* _GIVEN PASSAGE_:
I forgot to post this last week, Adam and I spent the afternoon in the kitchen on Mother's Day, we made the Pizza pies again, but also Bacon and Cheese Turnovers, which went down really well! Adam was a little star and they tasted absolutely amazing.
I thought it funny this week that a lot of people were adding me on Bloglovin' - something I'd set up months ago but never used. Seemingly Google Reader is closing down - something which isn't going to impact all that much on me as I never used it due to lack of time. There are blogs I visit regularly because they make me laugh until I pee, some I visit when I get an email from them, some that I love and shamefully forget due to lack of time (see above). Rumour has it GFC will also be done away with - I really hope not. I don't 'get' Google+. Anyhoo, I checked out Bloglovin' and I find it a lot easier on the eye than Google Reader, and I have been able to check up on some great blogs. I've missed out on hundreds of posts and will get round to looking at most of them soon. So - shameless plug - if you'd like to add me on Bloglovin' - hit it :-)

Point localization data
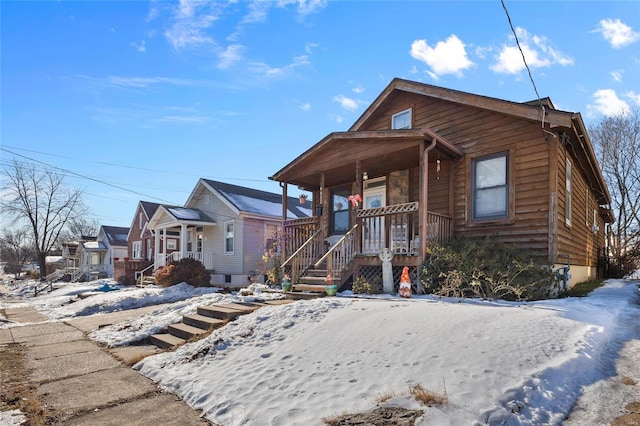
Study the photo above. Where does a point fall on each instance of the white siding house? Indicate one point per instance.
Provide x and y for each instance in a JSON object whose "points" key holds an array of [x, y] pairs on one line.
{"points": [[227, 227]]}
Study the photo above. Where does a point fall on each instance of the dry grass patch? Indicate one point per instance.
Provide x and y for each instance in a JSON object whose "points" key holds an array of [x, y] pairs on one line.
{"points": [[385, 397], [628, 381], [428, 397], [16, 392]]}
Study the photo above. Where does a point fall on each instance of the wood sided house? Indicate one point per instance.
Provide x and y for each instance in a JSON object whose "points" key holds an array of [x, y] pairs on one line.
{"points": [[430, 163], [226, 227]]}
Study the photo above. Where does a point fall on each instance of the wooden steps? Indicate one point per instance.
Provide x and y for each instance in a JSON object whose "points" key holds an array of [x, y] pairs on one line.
{"points": [[206, 319]]}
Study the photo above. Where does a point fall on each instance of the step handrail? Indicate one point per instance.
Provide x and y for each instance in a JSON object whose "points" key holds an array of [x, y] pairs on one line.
{"points": [[336, 246], [140, 274], [301, 248]]}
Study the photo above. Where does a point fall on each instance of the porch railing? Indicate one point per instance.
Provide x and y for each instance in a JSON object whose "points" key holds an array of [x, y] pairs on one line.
{"points": [[297, 232], [341, 253], [302, 259], [397, 227]]}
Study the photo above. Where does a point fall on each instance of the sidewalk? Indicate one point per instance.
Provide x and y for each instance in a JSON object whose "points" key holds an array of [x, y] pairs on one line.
{"points": [[88, 385]]}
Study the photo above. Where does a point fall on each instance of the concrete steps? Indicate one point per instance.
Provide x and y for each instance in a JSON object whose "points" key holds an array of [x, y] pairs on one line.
{"points": [[206, 319]]}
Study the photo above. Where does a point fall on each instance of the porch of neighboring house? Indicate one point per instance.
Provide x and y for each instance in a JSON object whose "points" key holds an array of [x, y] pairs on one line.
{"points": [[93, 262], [173, 243], [398, 199]]}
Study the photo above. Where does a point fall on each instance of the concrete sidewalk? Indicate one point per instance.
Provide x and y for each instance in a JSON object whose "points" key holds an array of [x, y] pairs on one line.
{"points": [[88, 385]]}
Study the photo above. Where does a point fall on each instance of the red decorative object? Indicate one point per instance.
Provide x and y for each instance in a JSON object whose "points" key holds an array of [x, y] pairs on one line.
{"points": [[355, 199], [405, 283]]}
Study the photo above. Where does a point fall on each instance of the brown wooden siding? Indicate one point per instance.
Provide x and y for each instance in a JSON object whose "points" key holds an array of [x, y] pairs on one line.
{"points": [[577, 239]]}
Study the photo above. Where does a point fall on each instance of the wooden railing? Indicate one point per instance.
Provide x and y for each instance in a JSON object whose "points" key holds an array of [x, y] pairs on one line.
{"points": [[300, 261], [297, 232], [397, 227], [439, 228], [341, 254]]}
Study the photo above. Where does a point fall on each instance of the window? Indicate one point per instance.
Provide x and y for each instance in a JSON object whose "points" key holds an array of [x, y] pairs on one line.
{"points": [[199, 238], [149, 251], [490, 187], [340, 211], [228, 237], [136, 250], [567, 206], [401, 120]]}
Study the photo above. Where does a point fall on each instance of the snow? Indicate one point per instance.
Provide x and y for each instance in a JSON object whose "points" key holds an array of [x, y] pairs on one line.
{"points": [[258, 206], [498, 362]]}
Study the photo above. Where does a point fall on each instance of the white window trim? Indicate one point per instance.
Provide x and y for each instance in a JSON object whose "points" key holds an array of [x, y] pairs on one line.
{"points": [[474, 162], [136, 250], [568, 186], [393, 119], [232, 223]]}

* _WHAT NEEDS TO BE DONE_:
For each statement about the blog post, answer yes or no and quote the deciding words: (a) Bacon and Cheese Turnovers were made on Mother's Day. (b) The writer used Google Reader regularly. (c) The writer finds Bloglovin' harder on the eye than Google Reader.

* _SOLUTION FOR THIS EXERCISE_:
(a) Yes: "Adam and I spent the afternoon in the kitchen on Mother's Day, we made the Pizza pies again, but also Bacon and Cheese Turnovers"
(b) No: "I never used it due to lack of time"
(c) No: "I find it a lot easier on the eye than Google Reader"